Excerpt to read
···

3.2 Preserve and maintain its business and all licenses and other rights necessary to the conduct of its business and comply in all material respects with all applicable laws, rules, regulations and orders of any governmental authority applicable to its business.
3.3 File all tax returns required to be filed in any jurisdiction and to pay and discharge all taxes shown to be due and payable on such returns and all other taxes, assessments, governmental charges, or levies imposed on them or any of their properties, assets, income or franchises, to the extent the same have become due and payable and before they have become delinquent and all claims for which sums have become due and payable that have or might become a lien or other encumbrance on properties or assets of the Company or any Subsidiary; provided that neither the Company nor any Subsidiary need pay any such tax, assessment, charge, levy or claim if (i) the amount, applicability or validity thereof is contested by the Company or such Subsidiary on a timely basis in good faith and in appropriate proceedings, and the Company or a Subsidiary has established adequate reserves therefor in accordance with generally accepted accounting principles in the United States, consistently applied, on the books of the Company or such Subsidiary and (ii) the nonpayment of any such tax, assessment, charge, levy or claim has not resulted in any lien on the property of the Company or such Subsidiary, as the case may be.

···

Entries drawn from a collection
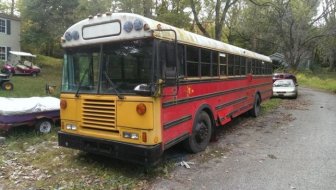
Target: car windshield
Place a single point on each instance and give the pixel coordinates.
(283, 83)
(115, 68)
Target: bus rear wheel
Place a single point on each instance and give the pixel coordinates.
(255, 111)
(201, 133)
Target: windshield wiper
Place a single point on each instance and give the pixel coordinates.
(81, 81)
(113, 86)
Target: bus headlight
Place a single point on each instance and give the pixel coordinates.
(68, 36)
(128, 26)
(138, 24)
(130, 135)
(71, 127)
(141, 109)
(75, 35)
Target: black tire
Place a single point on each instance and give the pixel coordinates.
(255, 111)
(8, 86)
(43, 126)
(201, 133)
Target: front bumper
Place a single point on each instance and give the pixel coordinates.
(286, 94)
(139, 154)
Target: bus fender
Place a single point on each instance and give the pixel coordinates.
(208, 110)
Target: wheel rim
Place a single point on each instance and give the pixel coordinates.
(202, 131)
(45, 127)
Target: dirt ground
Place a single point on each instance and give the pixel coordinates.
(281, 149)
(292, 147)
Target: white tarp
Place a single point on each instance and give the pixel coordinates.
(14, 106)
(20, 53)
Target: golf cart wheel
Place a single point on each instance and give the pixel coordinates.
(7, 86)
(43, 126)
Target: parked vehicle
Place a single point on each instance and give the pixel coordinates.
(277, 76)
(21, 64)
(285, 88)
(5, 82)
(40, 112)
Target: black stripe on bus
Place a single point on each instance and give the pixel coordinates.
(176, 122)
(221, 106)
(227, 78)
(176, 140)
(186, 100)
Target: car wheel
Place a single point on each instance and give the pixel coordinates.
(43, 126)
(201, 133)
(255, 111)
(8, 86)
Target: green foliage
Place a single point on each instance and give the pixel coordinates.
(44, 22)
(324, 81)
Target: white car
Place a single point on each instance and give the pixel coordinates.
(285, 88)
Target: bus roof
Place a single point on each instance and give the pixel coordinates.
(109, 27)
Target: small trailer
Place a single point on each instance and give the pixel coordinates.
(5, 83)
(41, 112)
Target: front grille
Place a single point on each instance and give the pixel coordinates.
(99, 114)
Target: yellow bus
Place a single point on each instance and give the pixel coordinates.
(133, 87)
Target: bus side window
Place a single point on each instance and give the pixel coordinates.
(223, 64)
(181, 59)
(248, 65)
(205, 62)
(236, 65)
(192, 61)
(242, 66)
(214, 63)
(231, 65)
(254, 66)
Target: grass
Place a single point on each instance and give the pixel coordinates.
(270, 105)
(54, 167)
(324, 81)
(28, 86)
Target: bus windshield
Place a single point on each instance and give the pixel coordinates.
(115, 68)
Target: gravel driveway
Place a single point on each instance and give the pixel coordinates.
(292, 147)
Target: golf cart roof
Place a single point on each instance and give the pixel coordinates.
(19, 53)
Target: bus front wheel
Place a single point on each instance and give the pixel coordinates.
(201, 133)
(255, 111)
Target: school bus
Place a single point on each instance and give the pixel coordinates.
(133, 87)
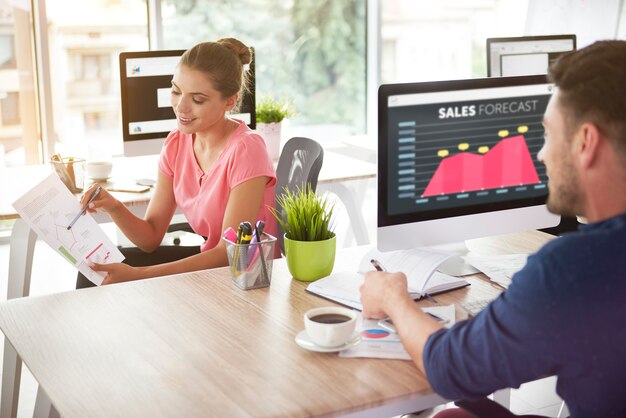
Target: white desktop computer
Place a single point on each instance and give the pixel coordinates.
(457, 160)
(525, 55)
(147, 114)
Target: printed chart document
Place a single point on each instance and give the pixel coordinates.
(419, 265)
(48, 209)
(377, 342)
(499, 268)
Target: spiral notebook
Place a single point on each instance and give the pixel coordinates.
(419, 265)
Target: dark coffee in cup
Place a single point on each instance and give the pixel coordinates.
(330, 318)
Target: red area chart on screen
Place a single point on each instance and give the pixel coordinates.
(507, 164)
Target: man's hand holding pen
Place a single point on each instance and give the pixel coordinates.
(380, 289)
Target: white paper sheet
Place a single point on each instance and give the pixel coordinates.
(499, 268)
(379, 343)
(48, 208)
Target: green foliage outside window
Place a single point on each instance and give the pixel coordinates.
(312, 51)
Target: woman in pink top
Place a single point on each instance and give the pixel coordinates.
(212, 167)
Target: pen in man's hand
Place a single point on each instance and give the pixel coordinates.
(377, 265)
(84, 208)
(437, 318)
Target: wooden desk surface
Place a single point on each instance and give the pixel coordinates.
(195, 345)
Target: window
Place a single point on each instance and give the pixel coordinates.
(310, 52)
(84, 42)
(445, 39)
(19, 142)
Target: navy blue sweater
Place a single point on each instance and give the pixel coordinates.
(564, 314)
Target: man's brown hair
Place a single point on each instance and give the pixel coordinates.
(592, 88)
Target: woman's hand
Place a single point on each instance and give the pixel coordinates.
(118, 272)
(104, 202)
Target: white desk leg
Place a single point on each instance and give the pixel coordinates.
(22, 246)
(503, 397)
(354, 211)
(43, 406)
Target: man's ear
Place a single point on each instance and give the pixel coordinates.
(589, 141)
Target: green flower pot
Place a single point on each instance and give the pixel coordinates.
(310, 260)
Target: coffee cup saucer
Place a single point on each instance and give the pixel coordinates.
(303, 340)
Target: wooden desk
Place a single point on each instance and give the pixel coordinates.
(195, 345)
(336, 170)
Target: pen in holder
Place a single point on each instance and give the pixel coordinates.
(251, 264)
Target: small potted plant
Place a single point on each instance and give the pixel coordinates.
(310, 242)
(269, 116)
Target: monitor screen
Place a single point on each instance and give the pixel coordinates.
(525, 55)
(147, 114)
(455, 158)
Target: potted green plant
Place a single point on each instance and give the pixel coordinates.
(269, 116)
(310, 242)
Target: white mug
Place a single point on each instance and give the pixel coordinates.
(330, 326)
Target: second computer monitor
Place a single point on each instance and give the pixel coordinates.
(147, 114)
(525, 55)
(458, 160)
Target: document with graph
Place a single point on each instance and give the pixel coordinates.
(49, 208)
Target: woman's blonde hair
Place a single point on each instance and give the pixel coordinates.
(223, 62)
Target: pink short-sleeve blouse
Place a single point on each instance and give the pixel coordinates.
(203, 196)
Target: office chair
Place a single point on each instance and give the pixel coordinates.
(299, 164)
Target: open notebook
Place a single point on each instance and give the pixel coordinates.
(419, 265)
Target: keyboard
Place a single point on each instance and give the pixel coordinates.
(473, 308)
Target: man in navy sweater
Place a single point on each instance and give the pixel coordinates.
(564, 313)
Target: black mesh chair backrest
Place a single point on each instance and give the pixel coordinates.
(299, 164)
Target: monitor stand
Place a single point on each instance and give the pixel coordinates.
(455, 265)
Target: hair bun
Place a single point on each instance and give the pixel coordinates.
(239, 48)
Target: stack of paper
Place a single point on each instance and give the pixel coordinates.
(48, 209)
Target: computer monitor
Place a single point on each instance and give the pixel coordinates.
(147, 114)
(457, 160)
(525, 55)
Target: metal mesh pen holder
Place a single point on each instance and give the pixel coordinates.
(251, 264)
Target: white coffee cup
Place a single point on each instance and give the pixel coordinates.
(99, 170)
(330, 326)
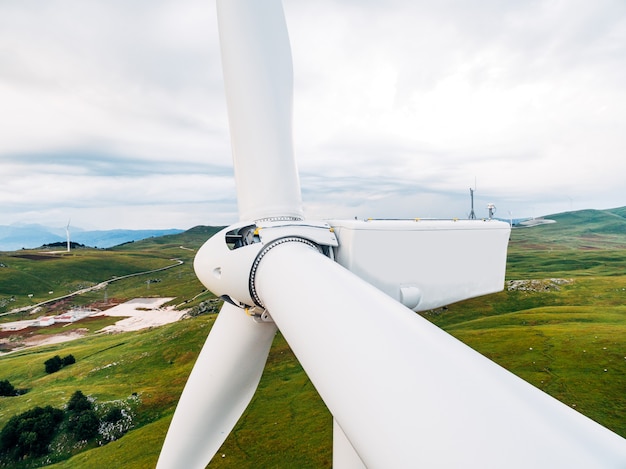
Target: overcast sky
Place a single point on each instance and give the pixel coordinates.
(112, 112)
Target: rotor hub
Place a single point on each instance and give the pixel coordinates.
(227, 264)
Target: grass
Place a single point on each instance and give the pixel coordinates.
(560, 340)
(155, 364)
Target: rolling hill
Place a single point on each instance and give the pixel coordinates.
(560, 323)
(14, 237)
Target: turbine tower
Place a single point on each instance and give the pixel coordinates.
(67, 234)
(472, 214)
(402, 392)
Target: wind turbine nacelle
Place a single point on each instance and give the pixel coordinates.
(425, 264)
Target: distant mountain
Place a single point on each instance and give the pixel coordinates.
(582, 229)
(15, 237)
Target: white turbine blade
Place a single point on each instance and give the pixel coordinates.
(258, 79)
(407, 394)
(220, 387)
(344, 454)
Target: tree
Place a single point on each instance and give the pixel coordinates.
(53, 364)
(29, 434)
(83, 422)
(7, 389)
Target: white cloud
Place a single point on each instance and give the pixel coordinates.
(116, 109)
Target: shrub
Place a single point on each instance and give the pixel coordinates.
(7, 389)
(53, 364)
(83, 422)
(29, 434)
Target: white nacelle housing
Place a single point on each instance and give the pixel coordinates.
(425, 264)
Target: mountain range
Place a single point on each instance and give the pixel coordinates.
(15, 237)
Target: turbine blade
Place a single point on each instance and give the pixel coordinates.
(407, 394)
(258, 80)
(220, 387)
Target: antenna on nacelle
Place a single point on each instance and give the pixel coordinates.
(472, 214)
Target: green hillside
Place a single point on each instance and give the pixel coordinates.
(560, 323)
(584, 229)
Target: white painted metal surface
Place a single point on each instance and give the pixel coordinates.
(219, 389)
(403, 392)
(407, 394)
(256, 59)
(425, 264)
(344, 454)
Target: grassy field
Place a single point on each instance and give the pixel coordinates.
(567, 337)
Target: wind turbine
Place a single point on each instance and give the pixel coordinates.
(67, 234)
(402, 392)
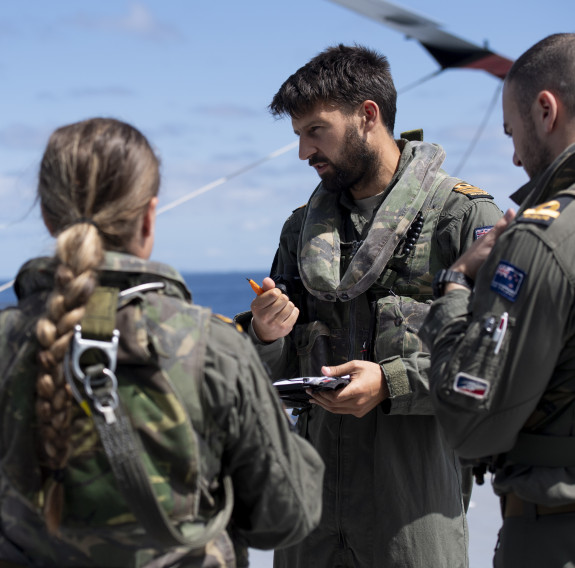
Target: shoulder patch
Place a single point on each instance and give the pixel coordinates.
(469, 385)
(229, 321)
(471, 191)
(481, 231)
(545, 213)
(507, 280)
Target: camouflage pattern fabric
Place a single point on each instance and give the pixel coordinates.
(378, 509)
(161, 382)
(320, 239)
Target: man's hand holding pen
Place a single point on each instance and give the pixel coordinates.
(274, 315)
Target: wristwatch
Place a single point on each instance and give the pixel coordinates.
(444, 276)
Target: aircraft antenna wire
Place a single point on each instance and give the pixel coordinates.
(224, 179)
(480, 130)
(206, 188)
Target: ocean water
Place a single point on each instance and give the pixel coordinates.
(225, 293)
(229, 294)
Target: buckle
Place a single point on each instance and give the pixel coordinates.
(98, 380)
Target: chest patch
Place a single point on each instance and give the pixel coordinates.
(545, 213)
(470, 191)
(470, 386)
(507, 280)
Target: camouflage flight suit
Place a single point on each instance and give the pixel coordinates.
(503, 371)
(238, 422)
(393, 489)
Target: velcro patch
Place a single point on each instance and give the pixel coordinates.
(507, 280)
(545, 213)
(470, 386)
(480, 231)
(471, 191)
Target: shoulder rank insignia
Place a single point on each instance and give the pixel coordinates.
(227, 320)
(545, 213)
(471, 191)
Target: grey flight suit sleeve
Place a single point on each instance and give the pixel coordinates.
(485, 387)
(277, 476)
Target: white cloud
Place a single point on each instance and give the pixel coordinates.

···

Tasks for this exercise
a. According to the contract excerpt, what standard must the reserves for a contested tax follow?
b. Update the contract excerpt from "3.2 Preserve and" through "to its business.", putting "operations" in place of "business".
c. Write what comes next in the contract excerpt, picking up after its last sentence.
The records are separate material and are unrelated to the contract excerpt.

Responses to the tasks
a. Generally accepted accounting principles in the United States, consistently applied.

b.
3.2 Preserve and maintain its operations and all licenses and other rights necessary to the conduct of its operations and comply in all material respects with all applicable laws, rules, regulations and orders of any governmental authority applicable to its operations.

c.
3.4 Maintain insurance with financially sound and reputable insurance companies or associations in such amounts and covering such risks as the Company reasonably deems appropriate.
3.5 Furnish to each Holder of not less than $1,000,000 of principal amount of the Notes (a) as soon as available and in any event within 50 days after the end of each of the first three fiscal quarters of each Fiscal Year, a copy of its quarterly financial statements for each such fiscal quarter, (b) as soon as available and in any event within 95 days after the end of each Fiscal Year, a copy of its annual audit report for such Fiscal Year and (c) such other financial information relating to the Company and its Subsidiaries as the Holder may reasonably request from time to time; provided, however, that the financial statements to be delivered by the Company pursuant to clauses (a) and (b) above shall be deemed to have been delivered on the date on which such reports containing such financial statements are posted on the Securities Exchange Commissions’ website on the internet at “xxx.xxx.xxx”.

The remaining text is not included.